[Given exercise] Print every one of the records below word for word, changing nothing.

### Entries provided

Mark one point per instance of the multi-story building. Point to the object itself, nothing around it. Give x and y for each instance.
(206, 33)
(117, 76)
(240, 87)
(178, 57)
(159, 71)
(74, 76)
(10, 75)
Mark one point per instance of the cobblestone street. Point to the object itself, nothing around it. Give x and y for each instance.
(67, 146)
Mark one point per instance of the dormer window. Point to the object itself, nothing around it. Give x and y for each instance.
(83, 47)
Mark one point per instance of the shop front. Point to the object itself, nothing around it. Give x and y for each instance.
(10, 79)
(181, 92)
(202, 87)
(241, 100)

######

[Reply]
Mark one point per instance of the multi-story building. Point to the object itself, nothing around it. Give x and y for each instance.
(206, 33)
(117, 76)
(240, 87)
(178, 57)
(159, 71)
(74, 76)
(10, 75)
Mark one point per instance of the cobblestone street. Point to the object itself, nothing around it. Give x and y for each instance.
(67, 146)
Mark one point per instance of the dormer window. Point to the object itself, nothing around it. Give x and y for each instance.
(83, 47)
Mark one point per instance of the shop front. Point to the object itself, nothing around it. Give x and y for each instance.
(10, 79)
(181, 92)
(202, 87)
(241, 100)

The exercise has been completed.